Pointing dataset excerpts:

================

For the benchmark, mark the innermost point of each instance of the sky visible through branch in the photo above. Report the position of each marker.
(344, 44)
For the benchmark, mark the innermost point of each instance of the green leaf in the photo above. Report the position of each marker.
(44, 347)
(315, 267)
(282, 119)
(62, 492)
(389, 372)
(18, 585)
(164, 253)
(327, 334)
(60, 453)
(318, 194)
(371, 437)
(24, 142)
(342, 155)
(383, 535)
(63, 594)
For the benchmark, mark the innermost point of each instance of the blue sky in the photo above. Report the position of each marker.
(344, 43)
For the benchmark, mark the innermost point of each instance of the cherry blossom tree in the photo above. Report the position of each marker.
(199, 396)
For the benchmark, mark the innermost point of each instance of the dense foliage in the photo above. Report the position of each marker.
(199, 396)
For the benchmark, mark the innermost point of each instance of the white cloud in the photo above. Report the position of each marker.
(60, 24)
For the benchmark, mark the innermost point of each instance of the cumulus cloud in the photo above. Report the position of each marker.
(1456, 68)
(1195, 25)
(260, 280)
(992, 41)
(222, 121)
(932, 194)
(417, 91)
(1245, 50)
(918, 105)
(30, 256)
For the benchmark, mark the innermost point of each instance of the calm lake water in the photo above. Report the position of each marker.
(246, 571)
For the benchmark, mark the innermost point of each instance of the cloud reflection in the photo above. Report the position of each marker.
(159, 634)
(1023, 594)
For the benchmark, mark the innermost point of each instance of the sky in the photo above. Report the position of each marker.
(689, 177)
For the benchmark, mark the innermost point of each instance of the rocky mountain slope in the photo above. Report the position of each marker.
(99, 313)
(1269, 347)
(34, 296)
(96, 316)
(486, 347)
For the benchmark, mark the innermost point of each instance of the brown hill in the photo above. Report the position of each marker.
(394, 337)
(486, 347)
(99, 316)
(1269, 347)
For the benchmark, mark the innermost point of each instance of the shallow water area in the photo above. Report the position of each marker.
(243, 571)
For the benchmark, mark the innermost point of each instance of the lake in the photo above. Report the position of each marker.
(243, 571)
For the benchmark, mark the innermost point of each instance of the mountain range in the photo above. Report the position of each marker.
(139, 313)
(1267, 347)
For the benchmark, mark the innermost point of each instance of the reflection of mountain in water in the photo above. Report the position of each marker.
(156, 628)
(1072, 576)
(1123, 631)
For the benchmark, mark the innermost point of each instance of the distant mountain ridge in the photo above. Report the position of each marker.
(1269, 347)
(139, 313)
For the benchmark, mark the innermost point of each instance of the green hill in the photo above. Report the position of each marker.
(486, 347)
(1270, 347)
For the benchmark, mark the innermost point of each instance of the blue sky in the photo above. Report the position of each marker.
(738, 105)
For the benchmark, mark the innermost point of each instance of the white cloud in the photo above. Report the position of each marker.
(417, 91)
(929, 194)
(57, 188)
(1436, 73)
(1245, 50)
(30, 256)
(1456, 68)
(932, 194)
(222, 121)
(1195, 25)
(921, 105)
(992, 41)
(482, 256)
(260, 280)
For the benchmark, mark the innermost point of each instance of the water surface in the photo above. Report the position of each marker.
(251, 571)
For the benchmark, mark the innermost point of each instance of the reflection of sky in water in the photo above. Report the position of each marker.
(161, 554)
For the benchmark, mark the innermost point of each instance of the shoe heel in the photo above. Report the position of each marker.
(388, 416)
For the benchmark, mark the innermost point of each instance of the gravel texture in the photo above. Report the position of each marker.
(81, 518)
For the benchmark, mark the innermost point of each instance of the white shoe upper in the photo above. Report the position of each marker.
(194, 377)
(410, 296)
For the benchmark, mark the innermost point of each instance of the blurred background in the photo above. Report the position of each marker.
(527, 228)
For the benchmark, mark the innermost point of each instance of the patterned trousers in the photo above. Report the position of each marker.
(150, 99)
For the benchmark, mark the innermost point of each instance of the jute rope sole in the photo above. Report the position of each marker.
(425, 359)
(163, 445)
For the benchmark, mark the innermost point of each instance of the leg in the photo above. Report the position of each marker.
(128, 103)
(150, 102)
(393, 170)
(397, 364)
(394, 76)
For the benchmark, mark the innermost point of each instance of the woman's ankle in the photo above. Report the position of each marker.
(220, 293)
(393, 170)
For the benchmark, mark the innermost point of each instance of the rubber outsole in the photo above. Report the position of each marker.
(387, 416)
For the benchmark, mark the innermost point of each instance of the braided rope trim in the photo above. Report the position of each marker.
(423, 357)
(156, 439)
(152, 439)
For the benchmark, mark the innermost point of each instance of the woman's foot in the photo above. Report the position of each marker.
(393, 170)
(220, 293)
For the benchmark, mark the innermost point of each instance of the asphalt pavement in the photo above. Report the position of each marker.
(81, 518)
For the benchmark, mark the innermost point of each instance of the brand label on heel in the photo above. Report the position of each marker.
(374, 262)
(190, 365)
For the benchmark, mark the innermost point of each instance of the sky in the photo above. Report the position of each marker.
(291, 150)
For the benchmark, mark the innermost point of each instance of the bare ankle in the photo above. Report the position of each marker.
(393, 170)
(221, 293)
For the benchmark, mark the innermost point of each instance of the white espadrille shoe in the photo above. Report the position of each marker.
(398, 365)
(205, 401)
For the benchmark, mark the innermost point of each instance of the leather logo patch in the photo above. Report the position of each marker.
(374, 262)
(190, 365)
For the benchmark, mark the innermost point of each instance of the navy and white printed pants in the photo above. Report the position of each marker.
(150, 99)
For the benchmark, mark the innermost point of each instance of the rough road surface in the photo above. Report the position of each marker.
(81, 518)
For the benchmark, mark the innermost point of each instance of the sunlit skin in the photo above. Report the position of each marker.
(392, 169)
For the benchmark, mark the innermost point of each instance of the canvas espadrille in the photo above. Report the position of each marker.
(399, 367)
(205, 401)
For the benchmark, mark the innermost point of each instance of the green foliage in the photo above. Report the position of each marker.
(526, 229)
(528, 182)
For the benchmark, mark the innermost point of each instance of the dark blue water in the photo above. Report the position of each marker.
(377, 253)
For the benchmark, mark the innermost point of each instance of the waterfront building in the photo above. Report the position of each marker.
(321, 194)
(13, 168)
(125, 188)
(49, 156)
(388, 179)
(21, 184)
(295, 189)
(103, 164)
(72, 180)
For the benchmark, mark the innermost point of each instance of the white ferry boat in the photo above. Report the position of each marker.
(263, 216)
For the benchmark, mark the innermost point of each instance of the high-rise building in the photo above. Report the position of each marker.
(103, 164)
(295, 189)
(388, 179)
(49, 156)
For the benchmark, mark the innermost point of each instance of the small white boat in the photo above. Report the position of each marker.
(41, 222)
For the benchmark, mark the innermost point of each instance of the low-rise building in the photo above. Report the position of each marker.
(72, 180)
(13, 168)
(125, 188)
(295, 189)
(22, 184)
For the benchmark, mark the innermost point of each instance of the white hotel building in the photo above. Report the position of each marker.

================

Copy all the rows above word for word.

* _Result_
For the benchmark, mark the innermost point of each instance of the sky visible through branch in the photo above. Report the position of each marker.
(344, 44)
For the benchmark, mark the innermost point of each instance of the green leaf in the photo above. Report the position of each marker.
(44, 347)
(315, 267)
(282, 119)
(62, 492)
(389, 372)
(18, 585)
(164, 253)
(327, 334)
(60, 453)
(318, 194)
(371, 437)
(24, 142)
(342, 155)
(383, 535)
(63, 594)
For the benchmark, mark the innermost point of each instance of the blue sky in the photo above. Report the position of each marker.
(344, 43)
For the benchmark, mark the innermost point of each instance of the cherry blossom tree in the photo above. Report the position of each marker.
(199, 396)
For the benchmark, mark the innermost point of each instance of the dense foliage in the photo above. Report the position of each marker.
(199, 396)
For the benchmark, mark the innermost point of each instance of the white cloud in the photo above. Report the position of each marker.
(60, 24)
For the benchmark, mark the innermost point of each instance of the cumulus cloud in the photo above. Report the position of each marker.
(1456, 68)
(1195, 25)
(260, 280)
(992, 41)
(222, 121)
(932, 194)
(417, 91)
(1245, 50)
(918, 105)
(30, 256)
For the benchmark, mark the innermost point of each instance of the calm lake water in the photo above. Report the position of each marker.
(246, 571)
For the benchmark, mark the innermost point of each instance of the cloud reflection in the photo above. Report the position of each marker.
(159, 634)
(1023, 594)
For the benchmark, mark the innermost point of each instance of the sky in the photo above. Report the position of each marker.
(689, 177)
For the benchmark, mark the innermost point of each instance of the rocky mountain slope in the photo above. Report the position of each marker.
(99, 313)
(1269, 347)
(34, 296)
(96, 316)
(486, 347)
For the benchmark, mark the innermost point of each instance of the brown hill in the photo above. Report the position of each marker.
(394, 337)
(486, 347)
(99, 316)
(1269, 347)
For the benchmark, mark the innermost point of each instance of the shallow water area in the photo above. Report the position of each marker.
(243, 571)
For the benchmark, mark the innermost point of each instance of the lake in the photo above. Report the position of each marker.
(243, 571)
For the benchmark, mark the innermost point of each instance of the mountain range in the photo above. Report the position of each marker.
(139, 313)
(1267, 347)
For the benchmark, mark the innermost point of each instance of the reflection of mountain in water in the photo above. Report the position of each marker.
(156, 628)
(1072, 576)
(1123, 631)
For the benchmark, mark the innermost point of each instance of the distant mountain ridge in the photo above. Report the position of each marker.
(1269, 347)
(139, 313)
For the benchmark, mark the innermost point of each instance of the green hill in the photo above. Report the position of each marker.
(486, 347)
(1270, 347)
For the benchmark, mark the innermost point of each instance of the blue sky in the photo above. Report the position of each marker.
(738, 105)
For the benchmark, mark the innermost point of each instance of the white cloud in the photo above. Report the position of each marker.
(417, 91)
(929, 194)
(57, 188)
(1436, 73)
(1245, 50)
(30, 256)
(1456, 68)
(932, 194)
(222, 121)
(1195, 25)
(921, 105)
(992, 41)
(482, 256)
(260, 280)
For the benchmark, mark the innermost point of each instance of the water surface in the photo above. Report the position of each marker.
(251, 571)
For the benchmark, mark the innermost point of each instance of the reflection of sky in water in the photo above. Report the position of each marker.
(161, 554)
For the benchmark, mark the innermost point of each instance of the shoe heel in the photo above. Report the position of each marker.
(388, 416)
For the benchmark, mark the innermost point of each instance of the gravel texture in the photo above. Report the position of each marker.
(81, 518)
For the benchmark, mark the innermost point of each instance of the white shoe upper in the photo above. Report the position of each marker.
(194, 377)
(410, 296)
For the benchmark, mark the innermost point of each instance of the blurred background in the photo above. Report the position of each marker.
(527, 228)
For the benchmark, mark the innermost point of each instance of the patterned trousers in the photo above. Report the position of each marker.
(150, 99)
For the benchmark, mark the innermost point of each instance of the jute rope sole in the photo above. Report the position of each marker.
(425, 359)
(163, 445)
For the benchmark, mark the innermost point of each instance of the leg in the photo above. Report the position of each marker.
(128, 103)
(150, 102)
(393, 170)
(397, 364)
(394, 76)
For the benchmark, mark the innermost point of each instance of the woman's ankle in the photo above. Report the position of each marker.
(220, 293)
(393, 170)
For the benchmark, mark the innermost point of each instance of the rubber outsole in the photo above. Report the position of each marker.
(387, 416)
For the benchmark, mark the innermost point of each instance of the braided rope trim in the photo above. Report the position of each marker.
(423, 357)
(156, 439)
(152, 439)
For the benchmark, mark the innermost point of each instance of the woman's foot in the photo above. Report the position of each marker.
(393, 170)
(220, 293)
For the benchmark, mark the innermost point of each instance of the asphalt pavement in the photo above. Report the position of each marker.
(81, 518)
For the benchmark, mark the innermost point of each instance of the brand label on heel in the photo above. Report the position of each marker.
(374, 262)
(190, 365)
For the benchmark, mark the innermost point of each instance of the sky in the photo above. Report the position of each marker.
(291, 150)
For the benchmark, mark the innermost point of each instance of the bare ankle in the photo above. Report the position of each marker.
(393, 170)
(221, 293)
For the benchmark, mark the innermost point of each instance of the white espadrille shoe in the photo above. Report the position of each marker.
(398, 365)
(205, 401)
For the benchmark, mark the innermost point of each instance of the leather logo patch in the photo above. Report the position of each marker.
(374, 262)
(190, 365)
For the benchmark, mark the innermost point of each instance of the navy and white printed pants in the photo above. Report the position of each marker.
(150, 99)
For the benchmark, mark the innermost point of each instance of the rough road surface in the photo above. Report the position of each marker.
(81, 518)
For the benchmark, mark the innermost point of each instance of the sunlit skin in the photo above. Report the position of each marker.
(392, 169)
For the benchmark, mark the innermost point of each instance of the canvas espadrille in the photo above. Report the position of each marker.
(399, 367)
(205, 401)
For the benchmark, mark the innermost point of each instance of the green foliage in the photo above. Report the position of each marker.
(526, 229)
(528, 182)
For the benchmark, mark the innermost point of each instance of the dark blue water in the photo above. Report the position of each marker.
(377, 253)
For the benchmark, mark the innermost point of each instance of the waterfront building in the photo above. Report the position of each marker.
(321, 194)
(13, 168)
(125, 188)
(49, 156)
(388, 179)
(21, 184)
(295, 189)
(103, 164)
(72, 180)
For the benchmark, mark the innermost point of each instance of the white ferry boat in the photo above. Report the position of each marker.
(263, 216)
For the benchmark, mark the innermost point of each instance of the high-rise building in the photo above. Report the position of each marker.
(103, 164)
(295, 189)
(388, 179)
(49, 156)
For the benchmark, mark the innermost point of each instance of the small white boat in the photo above. Report the position of each marker.
(41, 222)
For the benchmark, mark the innermost point of each instance of the low-rise building in the photo above. Report the position of each marker.
(72, 180)
(13, 168)
(125, 188)
(295, 189)
(22, 184)
For the benchmark, mark the innermost point of each instance of the white hotel building in the photo above. Report the position of each marker.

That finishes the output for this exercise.